**Work to complete:**
Can you reproduce, word for word, the part of the listing below that opens with the line containing "the black wool" and closes with the line containing "x=780 y=309", including both of those lines?

# # # # # # #

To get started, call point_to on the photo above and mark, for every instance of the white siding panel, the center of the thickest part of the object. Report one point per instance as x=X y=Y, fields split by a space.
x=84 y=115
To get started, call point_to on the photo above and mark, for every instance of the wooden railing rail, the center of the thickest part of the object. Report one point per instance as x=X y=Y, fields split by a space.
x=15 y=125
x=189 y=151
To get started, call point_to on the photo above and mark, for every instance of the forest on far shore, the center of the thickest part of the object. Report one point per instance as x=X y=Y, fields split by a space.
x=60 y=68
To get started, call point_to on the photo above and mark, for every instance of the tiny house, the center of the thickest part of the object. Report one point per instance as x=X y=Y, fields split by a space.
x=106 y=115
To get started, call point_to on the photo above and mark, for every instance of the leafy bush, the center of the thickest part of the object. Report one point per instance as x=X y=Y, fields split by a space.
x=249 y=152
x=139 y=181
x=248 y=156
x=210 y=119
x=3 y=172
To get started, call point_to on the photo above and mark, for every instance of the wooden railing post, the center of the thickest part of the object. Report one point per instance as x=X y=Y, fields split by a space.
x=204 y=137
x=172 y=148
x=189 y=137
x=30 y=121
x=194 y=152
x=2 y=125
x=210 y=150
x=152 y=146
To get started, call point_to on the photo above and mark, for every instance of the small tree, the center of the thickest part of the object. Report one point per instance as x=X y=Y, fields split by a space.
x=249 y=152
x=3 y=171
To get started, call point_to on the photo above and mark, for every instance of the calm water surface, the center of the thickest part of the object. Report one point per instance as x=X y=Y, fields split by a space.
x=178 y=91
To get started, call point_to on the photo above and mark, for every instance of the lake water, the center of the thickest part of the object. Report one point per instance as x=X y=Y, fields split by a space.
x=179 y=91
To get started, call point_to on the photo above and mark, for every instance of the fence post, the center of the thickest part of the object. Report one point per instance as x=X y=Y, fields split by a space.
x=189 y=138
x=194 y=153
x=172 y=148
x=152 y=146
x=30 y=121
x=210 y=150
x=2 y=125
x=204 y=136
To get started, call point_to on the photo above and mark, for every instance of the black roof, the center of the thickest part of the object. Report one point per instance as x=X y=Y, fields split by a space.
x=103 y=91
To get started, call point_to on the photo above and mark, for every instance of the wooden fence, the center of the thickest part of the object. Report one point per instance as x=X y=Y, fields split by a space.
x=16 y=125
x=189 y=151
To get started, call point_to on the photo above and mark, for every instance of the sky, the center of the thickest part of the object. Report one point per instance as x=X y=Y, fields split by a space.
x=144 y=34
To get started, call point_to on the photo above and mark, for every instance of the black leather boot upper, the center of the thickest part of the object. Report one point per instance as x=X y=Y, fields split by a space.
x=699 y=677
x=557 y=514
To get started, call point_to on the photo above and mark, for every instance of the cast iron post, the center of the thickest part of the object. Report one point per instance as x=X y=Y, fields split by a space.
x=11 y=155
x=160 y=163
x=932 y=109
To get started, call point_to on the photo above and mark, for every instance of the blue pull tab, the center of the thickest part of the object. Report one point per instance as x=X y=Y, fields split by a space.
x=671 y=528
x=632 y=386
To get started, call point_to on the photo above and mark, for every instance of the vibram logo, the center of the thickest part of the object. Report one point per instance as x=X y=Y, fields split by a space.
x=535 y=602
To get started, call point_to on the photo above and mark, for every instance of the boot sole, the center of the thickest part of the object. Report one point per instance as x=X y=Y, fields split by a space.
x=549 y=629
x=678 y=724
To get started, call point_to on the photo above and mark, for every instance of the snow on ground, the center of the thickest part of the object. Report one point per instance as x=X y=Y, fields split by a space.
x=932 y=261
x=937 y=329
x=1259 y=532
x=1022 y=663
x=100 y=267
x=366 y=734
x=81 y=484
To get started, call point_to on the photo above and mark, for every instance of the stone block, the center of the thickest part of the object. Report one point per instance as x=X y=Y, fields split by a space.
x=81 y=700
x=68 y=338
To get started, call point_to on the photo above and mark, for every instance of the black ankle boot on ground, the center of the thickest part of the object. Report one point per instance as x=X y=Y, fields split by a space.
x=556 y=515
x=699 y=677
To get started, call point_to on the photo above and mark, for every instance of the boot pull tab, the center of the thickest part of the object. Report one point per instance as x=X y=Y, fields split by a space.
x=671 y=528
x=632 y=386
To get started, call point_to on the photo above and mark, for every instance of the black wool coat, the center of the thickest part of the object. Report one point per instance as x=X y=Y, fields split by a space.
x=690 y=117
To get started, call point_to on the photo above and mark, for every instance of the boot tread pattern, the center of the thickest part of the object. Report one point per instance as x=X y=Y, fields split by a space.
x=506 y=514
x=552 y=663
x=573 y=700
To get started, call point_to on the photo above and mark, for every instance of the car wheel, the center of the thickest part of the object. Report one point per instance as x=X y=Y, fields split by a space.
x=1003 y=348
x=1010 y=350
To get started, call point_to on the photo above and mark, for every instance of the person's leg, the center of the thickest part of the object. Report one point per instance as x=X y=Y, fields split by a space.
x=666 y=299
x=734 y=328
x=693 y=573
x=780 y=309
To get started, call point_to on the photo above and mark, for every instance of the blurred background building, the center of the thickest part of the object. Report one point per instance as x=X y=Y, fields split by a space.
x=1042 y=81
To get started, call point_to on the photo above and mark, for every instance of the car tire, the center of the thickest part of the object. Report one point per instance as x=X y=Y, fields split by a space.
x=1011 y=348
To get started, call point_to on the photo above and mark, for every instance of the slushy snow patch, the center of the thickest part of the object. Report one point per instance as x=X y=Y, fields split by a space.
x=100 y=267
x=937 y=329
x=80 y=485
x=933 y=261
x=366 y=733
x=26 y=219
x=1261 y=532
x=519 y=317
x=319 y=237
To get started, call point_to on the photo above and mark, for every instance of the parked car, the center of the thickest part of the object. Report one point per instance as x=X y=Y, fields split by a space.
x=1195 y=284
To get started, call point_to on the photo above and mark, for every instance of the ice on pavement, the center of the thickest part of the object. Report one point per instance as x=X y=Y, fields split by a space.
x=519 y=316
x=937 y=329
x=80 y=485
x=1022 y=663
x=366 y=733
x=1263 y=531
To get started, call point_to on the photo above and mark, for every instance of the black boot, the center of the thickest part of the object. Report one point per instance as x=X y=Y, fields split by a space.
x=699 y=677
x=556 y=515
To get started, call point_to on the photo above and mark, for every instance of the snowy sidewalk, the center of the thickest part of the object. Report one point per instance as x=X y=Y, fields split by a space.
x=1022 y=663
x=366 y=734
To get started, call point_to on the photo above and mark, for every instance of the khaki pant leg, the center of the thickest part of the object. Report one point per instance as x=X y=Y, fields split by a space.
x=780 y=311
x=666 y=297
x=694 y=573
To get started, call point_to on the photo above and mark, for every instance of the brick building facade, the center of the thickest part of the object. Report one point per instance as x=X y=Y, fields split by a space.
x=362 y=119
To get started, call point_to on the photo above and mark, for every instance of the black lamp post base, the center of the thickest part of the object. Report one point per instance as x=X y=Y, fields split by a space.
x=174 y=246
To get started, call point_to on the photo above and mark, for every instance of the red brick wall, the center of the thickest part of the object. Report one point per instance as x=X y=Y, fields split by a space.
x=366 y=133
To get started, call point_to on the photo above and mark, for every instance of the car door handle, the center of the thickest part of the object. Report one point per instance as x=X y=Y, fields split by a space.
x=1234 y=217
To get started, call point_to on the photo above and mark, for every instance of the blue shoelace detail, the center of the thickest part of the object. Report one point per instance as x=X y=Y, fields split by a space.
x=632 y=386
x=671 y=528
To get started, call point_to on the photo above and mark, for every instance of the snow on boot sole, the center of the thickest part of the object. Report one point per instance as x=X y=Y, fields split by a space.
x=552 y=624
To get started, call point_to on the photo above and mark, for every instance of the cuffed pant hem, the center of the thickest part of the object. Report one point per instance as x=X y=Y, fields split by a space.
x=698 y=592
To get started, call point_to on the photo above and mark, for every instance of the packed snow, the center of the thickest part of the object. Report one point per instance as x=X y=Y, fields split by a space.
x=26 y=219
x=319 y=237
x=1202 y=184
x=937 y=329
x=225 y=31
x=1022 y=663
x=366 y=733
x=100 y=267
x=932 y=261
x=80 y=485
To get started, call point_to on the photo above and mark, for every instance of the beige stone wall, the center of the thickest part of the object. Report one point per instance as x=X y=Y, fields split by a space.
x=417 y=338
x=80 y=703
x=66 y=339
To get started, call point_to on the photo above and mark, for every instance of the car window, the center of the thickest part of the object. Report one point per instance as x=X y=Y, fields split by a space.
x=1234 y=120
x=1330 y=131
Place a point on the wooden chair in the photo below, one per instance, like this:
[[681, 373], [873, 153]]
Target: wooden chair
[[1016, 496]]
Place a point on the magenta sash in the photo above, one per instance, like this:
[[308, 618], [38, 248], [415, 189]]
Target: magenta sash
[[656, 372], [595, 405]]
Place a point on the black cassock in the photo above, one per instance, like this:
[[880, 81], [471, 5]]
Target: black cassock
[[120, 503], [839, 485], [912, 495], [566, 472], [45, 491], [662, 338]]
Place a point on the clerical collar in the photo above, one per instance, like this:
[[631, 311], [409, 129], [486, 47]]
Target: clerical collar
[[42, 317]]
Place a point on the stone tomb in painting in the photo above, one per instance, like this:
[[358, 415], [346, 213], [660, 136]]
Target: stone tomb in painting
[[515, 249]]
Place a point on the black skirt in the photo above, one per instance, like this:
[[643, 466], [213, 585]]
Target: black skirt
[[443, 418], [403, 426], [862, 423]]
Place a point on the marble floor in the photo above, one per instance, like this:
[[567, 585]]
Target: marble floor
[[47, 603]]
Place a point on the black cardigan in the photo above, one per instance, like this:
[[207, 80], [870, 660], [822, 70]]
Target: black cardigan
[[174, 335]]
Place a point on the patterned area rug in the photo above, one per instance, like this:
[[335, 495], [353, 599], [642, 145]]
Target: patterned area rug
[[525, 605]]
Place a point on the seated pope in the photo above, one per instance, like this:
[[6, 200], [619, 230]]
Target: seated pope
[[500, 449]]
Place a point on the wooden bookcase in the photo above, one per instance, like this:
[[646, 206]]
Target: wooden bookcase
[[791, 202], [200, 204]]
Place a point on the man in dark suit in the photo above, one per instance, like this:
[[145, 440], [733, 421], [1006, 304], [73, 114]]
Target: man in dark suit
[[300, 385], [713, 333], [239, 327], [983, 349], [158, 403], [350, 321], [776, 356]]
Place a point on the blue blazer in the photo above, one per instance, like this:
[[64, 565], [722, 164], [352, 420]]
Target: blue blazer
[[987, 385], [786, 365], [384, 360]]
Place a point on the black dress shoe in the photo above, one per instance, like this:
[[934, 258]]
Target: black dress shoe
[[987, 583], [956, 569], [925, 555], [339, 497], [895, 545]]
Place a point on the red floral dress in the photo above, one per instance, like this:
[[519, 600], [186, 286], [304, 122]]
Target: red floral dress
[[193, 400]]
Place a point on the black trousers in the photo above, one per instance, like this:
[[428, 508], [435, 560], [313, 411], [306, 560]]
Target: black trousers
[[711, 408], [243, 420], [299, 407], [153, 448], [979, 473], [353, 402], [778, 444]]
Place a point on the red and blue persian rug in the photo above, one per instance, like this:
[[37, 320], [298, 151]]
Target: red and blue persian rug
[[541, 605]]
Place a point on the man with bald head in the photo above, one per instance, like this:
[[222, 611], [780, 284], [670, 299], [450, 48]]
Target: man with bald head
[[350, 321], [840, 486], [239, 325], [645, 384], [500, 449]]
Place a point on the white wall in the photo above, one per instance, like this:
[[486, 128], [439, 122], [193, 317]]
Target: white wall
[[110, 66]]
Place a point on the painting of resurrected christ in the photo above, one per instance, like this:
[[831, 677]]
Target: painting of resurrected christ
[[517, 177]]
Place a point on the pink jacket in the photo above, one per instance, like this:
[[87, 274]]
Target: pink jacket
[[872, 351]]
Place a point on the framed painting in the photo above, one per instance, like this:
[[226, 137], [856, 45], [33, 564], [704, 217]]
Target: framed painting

# # # # # # #

**Correct output:**
To get started, call point_to on the photo above and mark, for every instance of the black wool coat, the center of the thickest part of the object. Report one point per instance as x=X y=Y, fields split by a space.
x=690 y=117
To get started, call point_to on the photo above and mark, for every instance of the boot tread pattern, the center of the thickest part of the object. Report one point per instance as x=X y=Y, fields split by a space.
x=506 y=514
x=552 y=663
x=573 y=700
To get started, call point_to on the photo above and mark, for every instance of the car wheel, the center of the thickest part of the object. Report one point per instance as x=X y=Y, fields split by a space.
x=1003 y=348
x=1010 y=350
To get started, call point_to on the photo above and mark, for every instance of the person's leg, the center of the thickest part of the object. Report one point per instance as x=X y=Y, fields split by a space.
x=666 y=299
x=734 y=328
x=693 y=573
x=780 y=309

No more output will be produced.